=== Given data ===

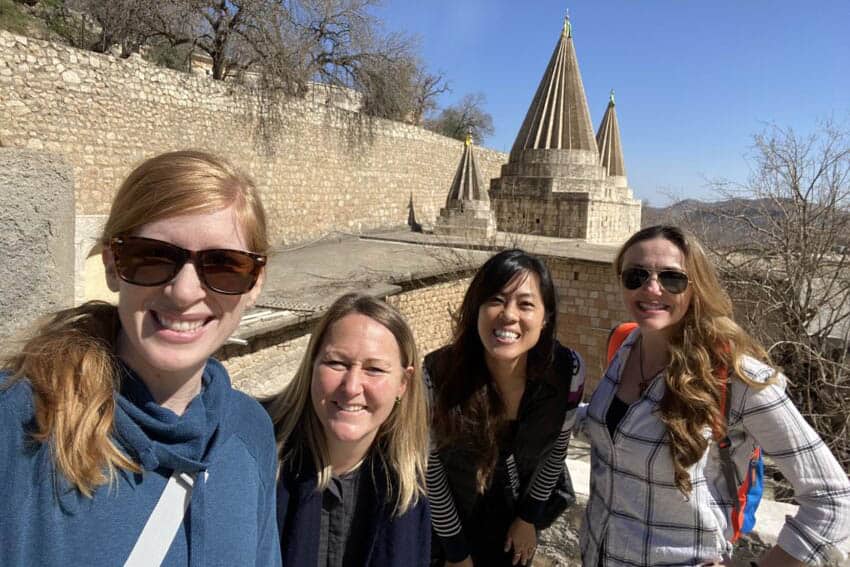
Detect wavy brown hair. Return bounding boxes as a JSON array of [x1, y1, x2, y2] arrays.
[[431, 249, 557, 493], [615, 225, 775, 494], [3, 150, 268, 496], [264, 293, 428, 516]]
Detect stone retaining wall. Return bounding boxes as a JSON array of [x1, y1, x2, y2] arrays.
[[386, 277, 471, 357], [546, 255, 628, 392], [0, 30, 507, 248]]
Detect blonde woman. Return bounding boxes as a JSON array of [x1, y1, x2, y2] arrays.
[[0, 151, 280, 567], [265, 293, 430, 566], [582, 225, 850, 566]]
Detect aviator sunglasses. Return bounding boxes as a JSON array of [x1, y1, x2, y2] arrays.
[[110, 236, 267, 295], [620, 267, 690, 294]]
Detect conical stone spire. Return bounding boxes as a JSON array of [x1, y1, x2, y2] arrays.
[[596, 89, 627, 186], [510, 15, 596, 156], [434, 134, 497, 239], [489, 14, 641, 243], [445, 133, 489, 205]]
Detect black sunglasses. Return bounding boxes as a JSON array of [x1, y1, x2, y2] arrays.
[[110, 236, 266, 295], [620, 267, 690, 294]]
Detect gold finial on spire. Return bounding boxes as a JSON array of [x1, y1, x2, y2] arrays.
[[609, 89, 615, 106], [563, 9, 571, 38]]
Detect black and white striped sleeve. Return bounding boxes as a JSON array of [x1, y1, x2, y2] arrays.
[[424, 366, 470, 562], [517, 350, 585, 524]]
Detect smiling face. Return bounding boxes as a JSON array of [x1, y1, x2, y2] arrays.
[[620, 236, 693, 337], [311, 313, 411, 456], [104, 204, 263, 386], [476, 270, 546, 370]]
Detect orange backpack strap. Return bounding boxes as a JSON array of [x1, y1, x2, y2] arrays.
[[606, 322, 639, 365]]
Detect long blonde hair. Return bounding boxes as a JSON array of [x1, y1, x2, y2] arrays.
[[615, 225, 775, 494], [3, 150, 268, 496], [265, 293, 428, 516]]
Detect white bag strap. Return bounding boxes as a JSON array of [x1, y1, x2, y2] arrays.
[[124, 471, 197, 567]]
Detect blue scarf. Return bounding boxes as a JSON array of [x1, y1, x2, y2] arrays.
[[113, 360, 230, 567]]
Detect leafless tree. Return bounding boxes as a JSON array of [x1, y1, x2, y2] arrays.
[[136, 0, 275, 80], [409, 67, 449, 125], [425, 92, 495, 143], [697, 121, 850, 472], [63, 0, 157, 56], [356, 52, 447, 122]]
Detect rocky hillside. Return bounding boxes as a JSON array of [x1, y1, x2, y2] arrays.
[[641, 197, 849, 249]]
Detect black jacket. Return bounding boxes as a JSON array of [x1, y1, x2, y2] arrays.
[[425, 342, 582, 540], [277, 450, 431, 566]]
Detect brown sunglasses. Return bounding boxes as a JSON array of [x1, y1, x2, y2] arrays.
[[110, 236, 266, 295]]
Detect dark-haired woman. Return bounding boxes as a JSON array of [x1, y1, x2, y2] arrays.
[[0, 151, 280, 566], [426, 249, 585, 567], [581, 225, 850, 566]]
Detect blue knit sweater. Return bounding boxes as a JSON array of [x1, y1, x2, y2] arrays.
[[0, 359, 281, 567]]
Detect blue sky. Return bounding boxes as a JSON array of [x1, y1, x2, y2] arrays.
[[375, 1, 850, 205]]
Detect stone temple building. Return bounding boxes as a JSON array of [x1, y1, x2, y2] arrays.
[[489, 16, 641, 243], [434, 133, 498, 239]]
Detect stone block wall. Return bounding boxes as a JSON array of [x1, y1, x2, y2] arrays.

===

## [Your task]
The line containing "Detect white bag" and every line after it, up to and including the last line of the records, should be reproduced exactly, with nothing else.

## [Exercise response]
Detect white bag strap. Return bounding boxes as a JSON array of [x1, y1, x2, y2] arrays.
[[124, 471, 197, 567]]
Detect blue scarf. Return bounding boxes as a JSON array of [x1, y1, x2, y2] arrays.
[[113, 360, 230, 567]]
Detect leafless tree. Return bounding boxes as a JSON array of [x1, y1, x2, y2] arrays.
[[136, 0, 275, 80], [409, 67, 449, 125], [425, 92, 495, 143], [697, 121, 850, 472], [63, 0, 157, 56], [356, 52, 447, 122]]
Detect rocky hillside. Return bounding boxes as a JSON array of [x1, y1, x2, y2] arrays.
[[641, 197, 849, 249]]
Detect black jacket. Return bounding boxes as a JSON array of [x1, y1, x2, y2] arrays.
[[425, 342, 582, 540], [277, 450, 431, 566]]
Detect brown sunglasses. Return bounding boxes as a JSON array of [x1, y1, x2, y2] arrays.
[[110, 236, 266, 295]]
Detect dark-haired woman. Return bounding boxes as a JSON array of [x1, y1, x2, y2] arrays.
[[0, 151, 280, 566], [426, 249, 585, 567], [581, 225, 850, 566]]
Detect blue knit sweater. Return bounding boxes as a JSON array of [x1, y1, x2, y2] arrays.
[[0, 359, 281, 567]]
Detect blue sky. Return bounding boxes as a JSON array of [x1, y1, x2, y2] arrays.
[[375, 1, 850, 205]]
Detect stone temple building. Return bounding boxes as a JSON array of [x1, y1, x2, y2] arrays.
[[489, 16, 641, 243], [434, 133, 498, 239]]
Detect stone block wall. Return bounding boxes as a JSON array of [x1, y1, x2, y2] arrays.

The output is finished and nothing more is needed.